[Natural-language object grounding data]
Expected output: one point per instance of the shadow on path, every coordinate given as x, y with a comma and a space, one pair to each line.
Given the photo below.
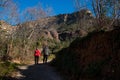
38, 72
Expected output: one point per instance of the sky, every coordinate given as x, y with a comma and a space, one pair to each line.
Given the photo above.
58, 6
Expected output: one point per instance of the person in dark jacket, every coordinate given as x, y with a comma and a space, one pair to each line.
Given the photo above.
45, 54
37, 54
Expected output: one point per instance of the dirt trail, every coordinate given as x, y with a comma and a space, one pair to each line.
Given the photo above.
38, 72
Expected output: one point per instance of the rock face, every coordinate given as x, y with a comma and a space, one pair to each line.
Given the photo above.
94, 57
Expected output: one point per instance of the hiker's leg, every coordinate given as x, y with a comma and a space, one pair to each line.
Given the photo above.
46, 58
37, 59
43, 58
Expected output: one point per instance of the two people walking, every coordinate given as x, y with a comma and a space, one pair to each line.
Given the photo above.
38, 53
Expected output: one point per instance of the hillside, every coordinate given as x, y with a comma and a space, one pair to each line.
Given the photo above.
94, 57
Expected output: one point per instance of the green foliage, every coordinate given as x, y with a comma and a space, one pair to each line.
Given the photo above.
6, 68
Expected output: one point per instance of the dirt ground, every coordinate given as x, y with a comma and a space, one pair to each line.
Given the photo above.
37, 72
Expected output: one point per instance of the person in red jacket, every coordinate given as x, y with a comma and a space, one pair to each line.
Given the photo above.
37, 54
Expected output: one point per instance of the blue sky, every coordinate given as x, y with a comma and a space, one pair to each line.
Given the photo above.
58, 6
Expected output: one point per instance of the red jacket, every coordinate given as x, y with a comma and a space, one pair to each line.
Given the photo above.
37, 52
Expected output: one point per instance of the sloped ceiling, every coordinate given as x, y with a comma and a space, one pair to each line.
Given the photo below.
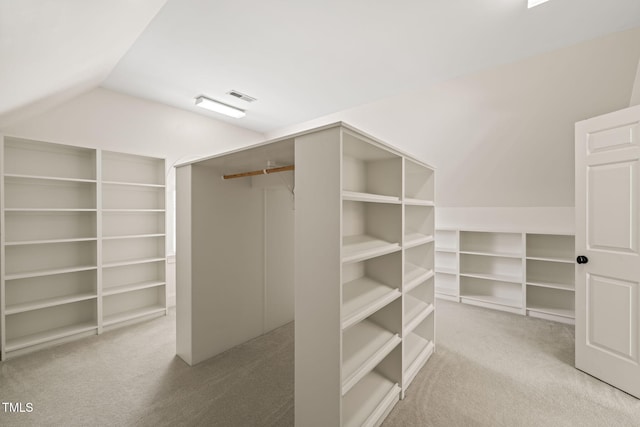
55, 49
301, 59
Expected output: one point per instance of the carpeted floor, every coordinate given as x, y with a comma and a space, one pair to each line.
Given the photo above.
490, 369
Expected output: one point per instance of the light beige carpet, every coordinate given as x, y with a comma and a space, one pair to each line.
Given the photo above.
498, 369
490, 369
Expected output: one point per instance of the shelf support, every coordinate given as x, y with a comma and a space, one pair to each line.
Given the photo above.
260, 172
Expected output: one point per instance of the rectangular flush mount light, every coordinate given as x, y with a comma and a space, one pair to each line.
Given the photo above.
533, 3
219, 107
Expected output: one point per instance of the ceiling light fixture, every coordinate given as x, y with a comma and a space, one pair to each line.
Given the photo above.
219, 107
532, 3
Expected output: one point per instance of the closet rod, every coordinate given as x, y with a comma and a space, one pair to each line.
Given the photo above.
259, 172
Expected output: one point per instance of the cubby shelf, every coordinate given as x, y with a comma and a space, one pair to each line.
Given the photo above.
364, 346
363, 297
58, 241
562, 312
48, 272
558, 260
552, 285
491, 299
418, 202
47, 178
50, 302
132, 236
39, 242
380, 204
362, 247
133, 184
520, 272
133, 262
489, 276
370, 400
493, 254
133, 314
113, 290
414, 275
416, 239
416, 350
49, 335
415, 312
48, 210
356, 196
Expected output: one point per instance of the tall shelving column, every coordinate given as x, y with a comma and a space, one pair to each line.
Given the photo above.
418, 281
492, 270
447, 263
550, 276
364, 276
371, 263
49, 242
133, 238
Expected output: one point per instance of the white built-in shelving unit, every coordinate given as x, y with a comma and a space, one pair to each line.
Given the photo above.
520, 272
364, 267
56, 243
385, 272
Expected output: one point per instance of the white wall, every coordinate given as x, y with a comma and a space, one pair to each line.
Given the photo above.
505, 137
635, 95
109, 120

**Task brief**.
Would you copy out every entry above word for word, without the pictures?

**Reply**.
Expected output: one point per instance of the shadow on path, every coordinate given as x, y with a comma and a space, one pair to each line.
Given the photo below.
38, 72
Expected output: one point per instance of the sky, every coordinate given as x, y with a comma and a space, one pair to each line.
Given the photo above.
58, 6
Expected output: one point per instance of the person in dark jacket, every coordinate given as x, y with a comma and a space, one pair to each line.
Given the photo above.
45, 54
37, 54
Expected output: one point per instance of the dirt trail, every coordinate given as x, y with a comma and a space, one pair to each line.
Given the photo above.
38, 72
Expected output: one point per instance of the rock face, every coordinate given as x, y with a comma and a space, one pair to each line.
Given the photo above.
94, 57
Expected output: one point per instance of the hiker's leg, every coordinate given as x, y with a comma and a space, one pair to each line.
Given the photo above.
46, 58
37, 59
43, 58
Expected output: one point per instance of the two people walking, every coordinate given as x, y with a comma and a space, one pair to each line.
Given the photo above.
38, 53
Expected output: one point per instance of the hillside, every coordinate given as x, y with a comma and a space, one pair to each line.
Given the photo above.
94, 57
Expected output: one point per instance of the green foliage, every coordinate given as x, y with a comma and a space, one pair to each line.
Given the photo above.
6, 68
Expected output: one point per instance of the dirt ground, every coordinate given as x, y with a comma and a space, one pair to each line.
Given the photo above.
37, 72
Expected output: one point per instance of the person in red jacket, every coordinate given as x, y with a comma and a space, one pair to each line.
Given the photo above.
37, 54
Expected output: one point per instance of the blue sky, every coordinate given as x, y with a comma and a space, one pair to each line.
Given the photo above.
58, 6
Expected output: one point per instance of the red jacket, every coordinate given as x, y with a comma and a space, one pair to each line.
Given the photo above.
37, 52
Expected output: one point per instance of the sloped ceiling, every coordinate given as x, y with a comma and a space, one pair to each line.
Given the photo below.
55, 49
301, 59
Expected output: one point per instance of the carpeted floor, every coordinate given as x, y with a comma and a space, one pair to each line.
Given the photo above.
490, 369
Expected output: one point per instance of the light beige carpet, every coordinate given as x, y with a comma and a space, one pair to each line.
Given the photo above.
498, 369
490, 369
Expected output: one point per instance of the shelf support, every coordinate given as x, y with a comma and a space, one pair to each line.
Given the photo above.
260, 172
Expected output: one point per instance of the rectangular flush mount light, every coordinate given as x, y with a comma and a space, one pair to each line.
Given the photo above.
533, 3
219, 107
Expected output: one point per instance of the ceiling light fixture, every coordinate given as x, y with a comma and a space, one pair to each line.
Given the photo above.
219, 107
532, 3
Expected output: one point per instance of the closet rod, every coordinate given as x, y with a comma and a space, one pair to each line.
Given the photo above.
259, 172
Expected output: one point per instance of the cubby shelf, every coordinate given as x, y with a comma and a space, one pair to each line.
Given the photo above.
364, 346
363, 297
58, 241
562, 312
48, 272
558, 260
552, 285
491, 299
418, 202
47, 178
50, 302
132, 236
39, 242
380, 204
362, 247
133, 184
520, 272
133, 262
489, 276
370, 400
493, 254
133, 314
113, 290
414, 275
416, 239
416, 350
49, 335
415, 312
48, 210
356, 196
Expected output: one point per instance of the tall shelving column, every coordinate given as x, y with a comma and a space, one pair to each line.
Given the photo above.
418, 281
492, 270
447, 263
550, 276
364, 276
371, 263
49, 242
133, 238
Expected output: one point per instance of the white built-in shelving unit, every coordinate given as x, y with a comma and a space, one pair to each line.
Given the photo above.
520, 272
364, 267
56, 243
385, 272
Expected output: one point per instance of the white wall, every coordinate given as x, y with a comma and a space, one pair to each line.
Given the photo above.
505, 137
635, 95
109, 120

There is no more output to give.